**** TEXT PROVIDED

RFK Jr. Donor Tim Mellon Is Smeared as “Racist”
Plus, Bret Stephens on 10 American ideas; why Martha Stewart, Elon Musk, Rupert Murdoch, and Michael Milken deserve RBG awards
An unfortunate development in the contemporary press is the habit of labeling people or ideas as “racist” rather than considering the substance. I wrote about this the other day when it was a New York Times news article labeling Senator Cotton as racist for expressing concern about Chinese Communist influence on TikTok, a concern that is now shared by the Biden administration and by 352 members of the House of Representatives.
The most recent example of this phenomenon comes today from the news columns of the Wall Street Journal. An article by Tarini Parti is headlined “A Reclusive Heir Is Giving Millions to Help Trump and RFK Jr.” It reports on Tim Mellon, “a Wyoming-based recluse” who “has so far contributed $20 million to Kennedy’s super PAC and an additional $15 million to Trump’s for the 2024 election.”

********
**** STORED ROWS

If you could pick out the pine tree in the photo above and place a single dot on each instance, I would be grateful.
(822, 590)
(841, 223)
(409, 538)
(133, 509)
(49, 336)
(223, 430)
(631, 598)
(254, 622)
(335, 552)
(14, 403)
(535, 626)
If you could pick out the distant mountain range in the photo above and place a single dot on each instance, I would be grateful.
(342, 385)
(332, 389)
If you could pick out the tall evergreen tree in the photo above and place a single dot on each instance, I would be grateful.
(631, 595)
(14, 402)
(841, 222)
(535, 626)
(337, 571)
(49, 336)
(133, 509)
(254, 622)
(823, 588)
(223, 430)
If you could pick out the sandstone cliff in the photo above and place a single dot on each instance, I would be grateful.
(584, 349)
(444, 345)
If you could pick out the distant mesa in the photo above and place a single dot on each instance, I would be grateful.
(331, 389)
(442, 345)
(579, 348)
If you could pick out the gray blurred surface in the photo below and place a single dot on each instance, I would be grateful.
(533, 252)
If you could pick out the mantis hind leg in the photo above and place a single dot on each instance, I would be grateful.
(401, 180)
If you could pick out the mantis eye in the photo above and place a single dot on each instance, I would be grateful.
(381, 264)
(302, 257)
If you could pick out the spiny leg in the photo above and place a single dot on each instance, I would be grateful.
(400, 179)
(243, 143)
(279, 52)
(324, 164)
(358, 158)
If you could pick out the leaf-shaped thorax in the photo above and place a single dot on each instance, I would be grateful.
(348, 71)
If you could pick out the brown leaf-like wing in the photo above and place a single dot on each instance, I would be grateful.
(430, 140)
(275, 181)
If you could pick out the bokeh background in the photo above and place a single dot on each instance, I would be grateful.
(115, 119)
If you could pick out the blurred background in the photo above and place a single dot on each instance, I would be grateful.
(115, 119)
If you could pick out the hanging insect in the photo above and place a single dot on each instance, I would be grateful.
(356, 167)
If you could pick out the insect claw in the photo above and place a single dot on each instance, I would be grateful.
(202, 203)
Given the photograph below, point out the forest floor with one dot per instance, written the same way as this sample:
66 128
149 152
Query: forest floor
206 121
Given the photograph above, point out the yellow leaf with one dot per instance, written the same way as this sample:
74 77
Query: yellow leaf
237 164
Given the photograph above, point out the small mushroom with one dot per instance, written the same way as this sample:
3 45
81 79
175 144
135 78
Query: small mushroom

********

[TASK REQUIREMENTS]
(1) Answer these questions about the commentary on Tim Mellon:
(a) How many members of the House of Representatives share the concern about Chinese Communist influence on TikTok?
(b) Who wrote the Wall Street Journal article about Tim Mellon?
(c) How much has Mellon contributed to Kennedy's super PAC so far?
(2) Write a continuation of the commentary on Tim Mellon, picking up right after its last sentence.
The records are separate from the text and not connected to it.

[RESPONSES TO THE TASKS]
(1)
(a) 352
(b) Tarini Parti
(c) $20 million

(2)
Let’s leave aside the description of Mellon as a “recluse” or “reclusive,” which is newspaper terminology for anyone who doesn’t immediately drop what they are doing to get on the telephone with any newspaper reporter who calls.
What got to me about the Journal piece was this passage: “Mellon previously self-published an autobiography online in 2015 that has since been taken down. He used racist language to describe his political views in the book, according to the Washington Post, referring to social safety net programs as ‘Slavery Redux.’”

Sorry, just because the Washington Post ran a news article claiming it’s “racist” to argue that welfare dependency has been bad for black Americans doesn’t mean that it is accurate. The Post article is by Michelle Ye Hee Lee. Lee’s bio says she served as president of the Asian American Journalists Association from 2019 to 2022, a period in which the Association issued guidance on the 20th anniversary of the September 11 terrorist attacks telling journalists to “Avoid using the word ‘terrorism’ or ‘terrorist’ unless it is in a quote by a source, as the words are emotionally and politically loaded.”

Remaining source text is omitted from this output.